Dataset excerpts on object pointing:

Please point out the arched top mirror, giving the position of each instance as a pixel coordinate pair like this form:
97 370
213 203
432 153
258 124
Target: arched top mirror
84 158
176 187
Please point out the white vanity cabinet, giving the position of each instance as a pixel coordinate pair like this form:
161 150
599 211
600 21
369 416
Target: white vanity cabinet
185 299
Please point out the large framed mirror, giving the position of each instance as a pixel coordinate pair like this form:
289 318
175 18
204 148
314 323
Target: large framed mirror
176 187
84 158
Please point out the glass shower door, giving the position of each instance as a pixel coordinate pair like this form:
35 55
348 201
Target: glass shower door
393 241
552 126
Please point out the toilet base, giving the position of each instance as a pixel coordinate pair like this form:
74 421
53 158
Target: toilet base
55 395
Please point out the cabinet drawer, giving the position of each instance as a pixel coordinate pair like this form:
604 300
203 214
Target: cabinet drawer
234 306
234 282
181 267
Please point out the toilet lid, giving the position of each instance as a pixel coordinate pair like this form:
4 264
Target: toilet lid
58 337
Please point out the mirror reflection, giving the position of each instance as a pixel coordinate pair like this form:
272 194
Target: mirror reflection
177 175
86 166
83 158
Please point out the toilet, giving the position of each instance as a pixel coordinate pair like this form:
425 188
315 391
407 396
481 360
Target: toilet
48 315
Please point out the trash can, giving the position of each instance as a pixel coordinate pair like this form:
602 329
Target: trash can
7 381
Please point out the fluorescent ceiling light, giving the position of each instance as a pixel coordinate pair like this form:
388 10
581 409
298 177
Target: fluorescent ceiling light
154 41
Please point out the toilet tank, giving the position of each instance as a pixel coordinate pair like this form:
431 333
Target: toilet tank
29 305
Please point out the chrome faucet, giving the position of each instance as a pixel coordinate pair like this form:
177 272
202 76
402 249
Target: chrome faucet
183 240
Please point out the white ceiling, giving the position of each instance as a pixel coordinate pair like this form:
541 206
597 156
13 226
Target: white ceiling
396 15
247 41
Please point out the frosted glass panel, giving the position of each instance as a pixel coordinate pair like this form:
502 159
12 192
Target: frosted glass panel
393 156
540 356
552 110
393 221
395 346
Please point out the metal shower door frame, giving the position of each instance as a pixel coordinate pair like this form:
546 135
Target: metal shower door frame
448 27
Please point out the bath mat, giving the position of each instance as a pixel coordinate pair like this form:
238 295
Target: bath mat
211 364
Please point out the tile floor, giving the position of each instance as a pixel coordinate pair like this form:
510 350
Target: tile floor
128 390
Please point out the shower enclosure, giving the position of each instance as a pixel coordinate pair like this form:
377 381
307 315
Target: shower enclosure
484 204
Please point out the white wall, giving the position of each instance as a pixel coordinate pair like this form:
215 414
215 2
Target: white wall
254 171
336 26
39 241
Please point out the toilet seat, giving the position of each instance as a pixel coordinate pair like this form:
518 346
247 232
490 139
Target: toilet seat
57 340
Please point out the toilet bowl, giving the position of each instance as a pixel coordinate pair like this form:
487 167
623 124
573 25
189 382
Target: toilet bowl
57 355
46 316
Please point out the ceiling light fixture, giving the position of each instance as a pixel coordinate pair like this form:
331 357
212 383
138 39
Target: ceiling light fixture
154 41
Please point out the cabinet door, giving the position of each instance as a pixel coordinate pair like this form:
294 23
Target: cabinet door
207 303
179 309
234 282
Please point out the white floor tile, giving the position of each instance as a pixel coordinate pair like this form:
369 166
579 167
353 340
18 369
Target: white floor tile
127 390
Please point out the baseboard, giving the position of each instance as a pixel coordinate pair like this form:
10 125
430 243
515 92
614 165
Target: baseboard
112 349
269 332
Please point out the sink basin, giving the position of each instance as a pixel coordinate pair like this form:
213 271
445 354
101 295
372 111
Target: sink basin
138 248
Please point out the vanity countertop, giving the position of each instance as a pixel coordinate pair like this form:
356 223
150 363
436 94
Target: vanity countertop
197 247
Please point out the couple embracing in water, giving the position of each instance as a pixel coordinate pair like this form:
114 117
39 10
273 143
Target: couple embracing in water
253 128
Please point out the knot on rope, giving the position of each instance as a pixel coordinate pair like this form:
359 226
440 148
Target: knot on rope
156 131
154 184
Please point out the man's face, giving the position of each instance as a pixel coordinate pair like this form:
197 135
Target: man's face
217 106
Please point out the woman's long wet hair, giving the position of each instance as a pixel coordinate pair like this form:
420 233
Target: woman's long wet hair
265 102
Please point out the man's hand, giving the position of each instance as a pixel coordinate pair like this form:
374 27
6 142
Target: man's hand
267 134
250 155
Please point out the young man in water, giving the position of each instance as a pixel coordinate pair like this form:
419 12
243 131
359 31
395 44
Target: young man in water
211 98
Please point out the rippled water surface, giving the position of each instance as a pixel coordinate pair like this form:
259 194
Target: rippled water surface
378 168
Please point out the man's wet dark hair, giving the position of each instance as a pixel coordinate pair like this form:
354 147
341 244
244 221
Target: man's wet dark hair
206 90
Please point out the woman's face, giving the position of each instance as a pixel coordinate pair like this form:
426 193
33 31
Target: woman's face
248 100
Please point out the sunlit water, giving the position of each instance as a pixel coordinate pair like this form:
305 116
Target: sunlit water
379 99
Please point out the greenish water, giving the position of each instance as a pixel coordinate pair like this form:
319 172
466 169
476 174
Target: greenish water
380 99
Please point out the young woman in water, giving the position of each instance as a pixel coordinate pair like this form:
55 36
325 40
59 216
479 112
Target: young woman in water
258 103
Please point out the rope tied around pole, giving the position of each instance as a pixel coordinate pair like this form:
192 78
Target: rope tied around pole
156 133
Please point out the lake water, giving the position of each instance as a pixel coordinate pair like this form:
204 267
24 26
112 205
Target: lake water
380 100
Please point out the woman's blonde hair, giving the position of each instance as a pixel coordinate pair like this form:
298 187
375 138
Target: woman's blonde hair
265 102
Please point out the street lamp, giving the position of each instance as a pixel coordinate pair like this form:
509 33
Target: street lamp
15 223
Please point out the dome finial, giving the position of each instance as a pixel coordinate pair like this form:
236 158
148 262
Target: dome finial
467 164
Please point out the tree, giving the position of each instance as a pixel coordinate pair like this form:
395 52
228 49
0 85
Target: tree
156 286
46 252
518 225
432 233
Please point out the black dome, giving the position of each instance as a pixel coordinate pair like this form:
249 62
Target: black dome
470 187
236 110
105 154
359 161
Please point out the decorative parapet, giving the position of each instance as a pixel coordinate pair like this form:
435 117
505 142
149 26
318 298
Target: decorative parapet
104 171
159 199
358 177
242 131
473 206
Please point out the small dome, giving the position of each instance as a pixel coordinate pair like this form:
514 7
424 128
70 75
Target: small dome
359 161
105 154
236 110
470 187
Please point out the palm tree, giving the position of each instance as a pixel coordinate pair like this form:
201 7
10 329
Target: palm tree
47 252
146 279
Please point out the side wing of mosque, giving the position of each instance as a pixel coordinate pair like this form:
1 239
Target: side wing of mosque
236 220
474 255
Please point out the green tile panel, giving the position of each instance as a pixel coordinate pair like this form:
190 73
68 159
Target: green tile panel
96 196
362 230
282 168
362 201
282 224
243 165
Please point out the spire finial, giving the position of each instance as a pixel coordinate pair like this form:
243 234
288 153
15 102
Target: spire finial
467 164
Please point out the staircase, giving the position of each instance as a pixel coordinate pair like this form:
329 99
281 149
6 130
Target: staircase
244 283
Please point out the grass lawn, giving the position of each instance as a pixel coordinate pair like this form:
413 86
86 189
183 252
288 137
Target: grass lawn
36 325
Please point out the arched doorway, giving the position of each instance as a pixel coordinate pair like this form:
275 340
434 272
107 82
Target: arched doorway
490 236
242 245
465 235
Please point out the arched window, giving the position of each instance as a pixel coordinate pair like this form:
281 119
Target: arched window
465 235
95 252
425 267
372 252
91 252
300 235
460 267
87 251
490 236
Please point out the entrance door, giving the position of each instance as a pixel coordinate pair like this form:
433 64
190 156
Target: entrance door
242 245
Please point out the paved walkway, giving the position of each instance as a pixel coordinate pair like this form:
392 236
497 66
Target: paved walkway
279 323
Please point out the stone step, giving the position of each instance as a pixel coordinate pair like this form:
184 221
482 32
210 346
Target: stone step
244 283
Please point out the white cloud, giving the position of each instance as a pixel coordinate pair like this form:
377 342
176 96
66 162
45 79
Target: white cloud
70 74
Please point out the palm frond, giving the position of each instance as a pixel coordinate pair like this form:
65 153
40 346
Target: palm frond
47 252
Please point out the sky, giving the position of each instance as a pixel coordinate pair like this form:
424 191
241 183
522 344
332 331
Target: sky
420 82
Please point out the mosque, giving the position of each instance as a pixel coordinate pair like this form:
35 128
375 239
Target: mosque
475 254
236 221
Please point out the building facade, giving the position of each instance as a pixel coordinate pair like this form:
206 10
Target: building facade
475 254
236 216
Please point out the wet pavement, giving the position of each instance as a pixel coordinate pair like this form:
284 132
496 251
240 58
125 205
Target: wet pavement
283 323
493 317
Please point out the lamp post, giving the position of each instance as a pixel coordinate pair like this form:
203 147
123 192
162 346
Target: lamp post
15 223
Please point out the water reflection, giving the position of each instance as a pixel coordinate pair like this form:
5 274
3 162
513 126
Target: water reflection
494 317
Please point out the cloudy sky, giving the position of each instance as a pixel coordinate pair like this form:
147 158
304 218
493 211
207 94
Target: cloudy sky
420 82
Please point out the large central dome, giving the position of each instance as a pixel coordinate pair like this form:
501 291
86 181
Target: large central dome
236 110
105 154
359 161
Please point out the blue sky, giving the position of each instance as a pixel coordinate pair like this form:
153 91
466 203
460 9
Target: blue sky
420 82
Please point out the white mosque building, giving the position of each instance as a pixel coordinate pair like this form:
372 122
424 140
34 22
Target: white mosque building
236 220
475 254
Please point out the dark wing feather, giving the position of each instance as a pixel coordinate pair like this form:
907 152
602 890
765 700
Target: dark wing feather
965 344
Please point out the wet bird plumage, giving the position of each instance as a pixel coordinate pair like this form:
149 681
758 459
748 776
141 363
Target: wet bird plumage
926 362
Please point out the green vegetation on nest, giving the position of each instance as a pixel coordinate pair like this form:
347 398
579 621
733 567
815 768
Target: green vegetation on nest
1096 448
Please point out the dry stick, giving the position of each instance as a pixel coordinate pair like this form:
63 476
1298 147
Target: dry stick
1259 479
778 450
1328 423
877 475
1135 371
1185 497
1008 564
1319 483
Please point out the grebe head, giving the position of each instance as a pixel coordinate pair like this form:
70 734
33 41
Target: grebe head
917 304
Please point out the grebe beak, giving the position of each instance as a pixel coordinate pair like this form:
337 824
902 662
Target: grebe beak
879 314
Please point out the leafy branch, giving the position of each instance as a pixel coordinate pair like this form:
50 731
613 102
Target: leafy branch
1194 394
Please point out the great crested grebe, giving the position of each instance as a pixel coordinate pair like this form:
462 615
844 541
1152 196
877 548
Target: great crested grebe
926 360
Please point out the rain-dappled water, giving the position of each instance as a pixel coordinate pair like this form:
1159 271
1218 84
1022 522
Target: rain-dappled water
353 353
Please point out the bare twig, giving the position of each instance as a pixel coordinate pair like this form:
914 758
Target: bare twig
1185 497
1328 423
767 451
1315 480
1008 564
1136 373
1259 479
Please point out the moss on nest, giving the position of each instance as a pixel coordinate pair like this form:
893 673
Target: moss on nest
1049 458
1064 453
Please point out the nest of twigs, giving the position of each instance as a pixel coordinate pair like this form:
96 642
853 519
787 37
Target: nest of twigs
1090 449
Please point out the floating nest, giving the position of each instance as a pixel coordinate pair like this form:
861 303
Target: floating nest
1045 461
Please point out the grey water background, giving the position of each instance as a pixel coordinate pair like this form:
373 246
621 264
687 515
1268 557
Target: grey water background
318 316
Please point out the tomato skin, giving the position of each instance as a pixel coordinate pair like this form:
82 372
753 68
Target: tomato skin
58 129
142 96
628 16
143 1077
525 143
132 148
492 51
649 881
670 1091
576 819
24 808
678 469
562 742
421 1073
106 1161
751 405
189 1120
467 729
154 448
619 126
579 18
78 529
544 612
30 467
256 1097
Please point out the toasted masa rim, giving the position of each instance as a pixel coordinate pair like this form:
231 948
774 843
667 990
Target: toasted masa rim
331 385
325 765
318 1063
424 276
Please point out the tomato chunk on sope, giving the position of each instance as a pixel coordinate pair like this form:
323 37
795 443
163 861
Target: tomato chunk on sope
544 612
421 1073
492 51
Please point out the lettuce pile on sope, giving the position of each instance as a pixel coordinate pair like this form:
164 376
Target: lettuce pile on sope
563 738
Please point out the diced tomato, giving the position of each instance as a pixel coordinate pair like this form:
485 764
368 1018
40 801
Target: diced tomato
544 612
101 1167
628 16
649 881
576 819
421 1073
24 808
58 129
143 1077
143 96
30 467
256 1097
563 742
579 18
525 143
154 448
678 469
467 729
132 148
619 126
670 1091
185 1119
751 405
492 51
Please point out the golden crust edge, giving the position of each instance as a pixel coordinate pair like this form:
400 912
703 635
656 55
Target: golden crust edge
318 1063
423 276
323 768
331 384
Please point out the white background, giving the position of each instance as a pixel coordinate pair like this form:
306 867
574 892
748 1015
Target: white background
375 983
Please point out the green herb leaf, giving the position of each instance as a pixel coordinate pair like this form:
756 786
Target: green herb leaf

* **Task to carry out**:
All lines from the one that contains "Please point out the lettuce" through the end of the material are to be quoted exactly, with both ends included.

* **Completed exercise**:
Please point out the lettuce pile on sope, giving the position of each instance as a pixel coordinate pair like this form:
164 376
Target: lettuce pile on sope
563 738
Please point out the diced tomato, giving the position of each instance as a pixel coordinate pair like this form:
485 764
368 1018
40 801
Target: diced tomato
544 612
101 1167
628 16
649 881
576 819
421 1073
24 808
58 129
143 1077
143 96
30 467
256 1097
563 742
579 18
525 143
154 448
678 469
467 729
132 148
619 126
670 1091
185 1119
751 405
492 51
Please point out the golden crust edge, giving the position of each instance as a pixel coordinate pair like this form:
400 912
703 635
656 55
Target: golden crust edge
318 1063
423 276
323 768
331 384
Please point out the white background, giving the position of each instance as a pixel coordinate pair like this form:
306 867
574 892
748 1015
Target: white background
375 983
Please point out the green herb leaf, giving the position of each instance as a pixel coordinate pair like this form:
756 786
Target: green herb leaf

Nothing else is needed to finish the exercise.